Required work. Duplicate everything in the shinken monitoring thread from "Are you telling" down to "few problems though.".

Excerpted text.
——————————

Thanks for clarifying.

Change 556389 merged by Andrew Bogott:
[operations/puppet@production] Add shinken group and contacts for the 'gratitude' cloud-vps project

https://gerrit.wikimedia.org/r/556389

Hey @Andrew the details in that patch look correct. Thanks!

I don't seem to be able to log in to shinken.wmflabs.org using my Wikitech credentials however.

The status of VMs is public and the shinken UI read-only, so you can log in with username: guest password: guest.

Are you telling me that if puppet is failing or the cloud-VPS is down then I should get emails to the contact information in the patch?

Yes, now that I've merged the patch that should happen. You could test by shutting something down on purpose for an hour and seeing what happens :)

Thanks for merging the patch and giving us the credentials to the shinken interface!

Just a few problems though.

  1. When I log into the shinken web interface, I did not see a host with name "gratitude" after searching around.
  1. I shut down the gratiude cloud-vps instance for 5 minutes with the horizon interface, but didn't receive an email alert.
  1. Sorry to have forgotten this at patch-time, but we have a further email address that sends us push-alerts to our phones, so it would be fantastic if you could add another contact that has email address < 1ghkk7qrmc@pomail.net > .

——————————

Study material.
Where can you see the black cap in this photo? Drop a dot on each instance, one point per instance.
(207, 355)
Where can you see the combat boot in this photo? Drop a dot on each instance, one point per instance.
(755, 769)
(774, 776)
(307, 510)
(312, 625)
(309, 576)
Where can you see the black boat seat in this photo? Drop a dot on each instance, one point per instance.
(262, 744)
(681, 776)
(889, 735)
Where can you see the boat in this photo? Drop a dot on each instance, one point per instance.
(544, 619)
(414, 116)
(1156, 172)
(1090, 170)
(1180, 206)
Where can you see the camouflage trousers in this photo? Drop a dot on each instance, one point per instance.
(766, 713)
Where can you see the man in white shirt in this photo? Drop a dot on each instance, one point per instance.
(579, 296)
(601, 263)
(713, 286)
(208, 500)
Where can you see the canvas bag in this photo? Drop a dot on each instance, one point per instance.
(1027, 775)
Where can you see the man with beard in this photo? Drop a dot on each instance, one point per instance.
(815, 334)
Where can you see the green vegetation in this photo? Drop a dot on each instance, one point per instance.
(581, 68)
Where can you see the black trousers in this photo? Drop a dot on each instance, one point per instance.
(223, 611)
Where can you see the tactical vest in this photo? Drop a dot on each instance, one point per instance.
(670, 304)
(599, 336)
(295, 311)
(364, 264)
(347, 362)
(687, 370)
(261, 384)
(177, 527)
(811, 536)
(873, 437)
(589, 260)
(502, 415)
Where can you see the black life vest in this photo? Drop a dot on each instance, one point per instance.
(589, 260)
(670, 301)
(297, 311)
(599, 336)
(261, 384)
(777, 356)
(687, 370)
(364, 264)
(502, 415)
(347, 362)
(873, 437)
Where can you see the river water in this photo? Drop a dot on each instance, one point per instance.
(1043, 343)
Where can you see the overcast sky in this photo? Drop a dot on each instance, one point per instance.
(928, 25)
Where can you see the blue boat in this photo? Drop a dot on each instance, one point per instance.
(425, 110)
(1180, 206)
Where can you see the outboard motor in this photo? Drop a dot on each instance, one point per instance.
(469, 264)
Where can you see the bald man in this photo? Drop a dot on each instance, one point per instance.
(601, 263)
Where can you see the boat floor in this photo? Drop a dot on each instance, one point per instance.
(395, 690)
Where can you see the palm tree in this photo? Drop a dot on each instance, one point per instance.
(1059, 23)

——————————

Solution to the exercise.
Are you telling me that if puppet is failing or the cloud-VPS is down then I should get emails to the contact information in the patch?

Yes, now that I've merged the patch that should happen. You could test by shutting something down on purpose for an hour and seeing what happens :)

Thanks for merging the patch and giving us the credentials to the shinken interface!

Just a few problems though.